Start of Excerpt to read
1. Tell us a little about yourself, where are you from, what do you do etc.?
I live in Sorocaba, São Paulo. My wife and I moved here in January of 1997. I am a pastor.
2. When did you arrive in Brazil and what brought you here?
We came to Brazil to help start churches.
3. What were you first impressions of Brazil?
Back in ’97; everything was an adventure. The language was definitely our biggest challenge. We spent nine months in language school that first year.
4. What do you miss most about home?
We miss our family. Our three girls and their families live there.
5. What has been your most frustrating experience in Brazil?
As mentioned, the language has been the toughest. However, the way things are done here often drives me nuts. But we have learned to take each twist as it comes.
6. What has been your most memorable experience in Brazil (specific incident)?
Our daughter met and married her husband here. I was privileged to do the wedding. Great fun!
7. What do you most like about Brazil (in general)?
The people and the weather! Both are lovely!
8. What is your favorite restaurant/place to hang out here?
We don’t go out much. But we do enjoy churrascaria every now and then.
9. Do you have any funny stories/incidents to tell about your time in Brazil?
I have a ton! Some dealing with the language and others dealing with culture. One short one I can share here. We had been warned about how bad the crime was here. One night we were sleeping and I heard a huge thump on our bedroom wall. My heart nearly jumped out of my chest as I lept from the bed and got this huge butcher knife! I crept from our bedroom and made my way to the backyard. Only to find that a big gourd had fallen off a vine near our bedroom wall! Whew!
10. What difference between your homeland and Brazil do you find most striking?
The lack of legal recourse for the common guy. And the seeming, Oh Well. What can we do about it anyway?” attitude.
11. How is your Portuguese coming along? What words do you find most difficult to pronounce/remember or are there any words that you regularly confuse?
End of Excerpt to read
Start of Supplied information
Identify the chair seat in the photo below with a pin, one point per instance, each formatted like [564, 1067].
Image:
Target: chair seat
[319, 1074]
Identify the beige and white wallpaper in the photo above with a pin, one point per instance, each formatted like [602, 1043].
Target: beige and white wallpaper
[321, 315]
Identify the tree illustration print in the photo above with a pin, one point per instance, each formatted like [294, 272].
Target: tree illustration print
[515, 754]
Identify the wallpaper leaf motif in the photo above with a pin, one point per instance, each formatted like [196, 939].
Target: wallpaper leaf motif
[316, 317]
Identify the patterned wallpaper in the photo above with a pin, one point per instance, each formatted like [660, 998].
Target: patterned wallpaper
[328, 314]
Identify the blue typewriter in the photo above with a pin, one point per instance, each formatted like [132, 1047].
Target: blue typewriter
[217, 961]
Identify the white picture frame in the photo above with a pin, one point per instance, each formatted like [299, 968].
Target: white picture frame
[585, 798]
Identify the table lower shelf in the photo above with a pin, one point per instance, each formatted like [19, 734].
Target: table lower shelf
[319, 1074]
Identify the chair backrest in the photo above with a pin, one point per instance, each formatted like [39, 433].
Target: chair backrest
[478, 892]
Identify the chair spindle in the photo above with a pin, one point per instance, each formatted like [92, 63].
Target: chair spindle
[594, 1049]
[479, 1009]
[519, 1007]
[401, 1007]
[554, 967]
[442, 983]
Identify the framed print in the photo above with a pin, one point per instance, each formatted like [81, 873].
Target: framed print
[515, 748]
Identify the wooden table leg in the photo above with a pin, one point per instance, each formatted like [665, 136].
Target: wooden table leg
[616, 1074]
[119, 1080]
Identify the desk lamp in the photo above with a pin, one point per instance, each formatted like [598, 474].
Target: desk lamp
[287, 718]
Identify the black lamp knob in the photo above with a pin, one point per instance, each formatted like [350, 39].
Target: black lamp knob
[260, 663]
End of Supplied information
Challenges —
- a) Answer these questions from the interview:
(i) In which city does the interviewee live?
(ii) How long did the couple spend in language school in their first year?
(iii) What turned out to have caused the thump on the bedroom wall?
- b) Substitute "ten months" for "nine months" and write out everything in the interview from "I live in Sorocaba, São" down to "families live there.".
- c) Decide whether each statement agrees with the interview, and back each yes or no with the deciding words quoted from it:
(i) The interviewee and his wife moved to Sorocaba in January 1997.
(ii) The couple go out to eat often.
(iii) One of the couple's daughters married in Brazil.

Responses —
- a)
(i) Sorocaba, São Paulo.
(ii) Nine months.
(iii) A big gourd that had fallen off a vine near the bedroom wall.

- b)
I live in Sorocaba, São Paulo. My wife and I moved here in January of 1997. I am a pastor.
2. When did you arrive in Brazil and what brought you here?
We came to Brazil to help start churches.
3. What were you first impressions of Brazil?
Back in ’97; everything was an adventure. The language was definitely our biggest challenge. We spent ten months in language school that first year.
4. What do you miss most about home?
We miss our family. Our three girls and their families live there.

- c)
(i) Yes: "My wife and I moved here in January of 1997."
(ii) No: "We don’t go out much."
(iii) Yes: "Our daughter met and married her husband here."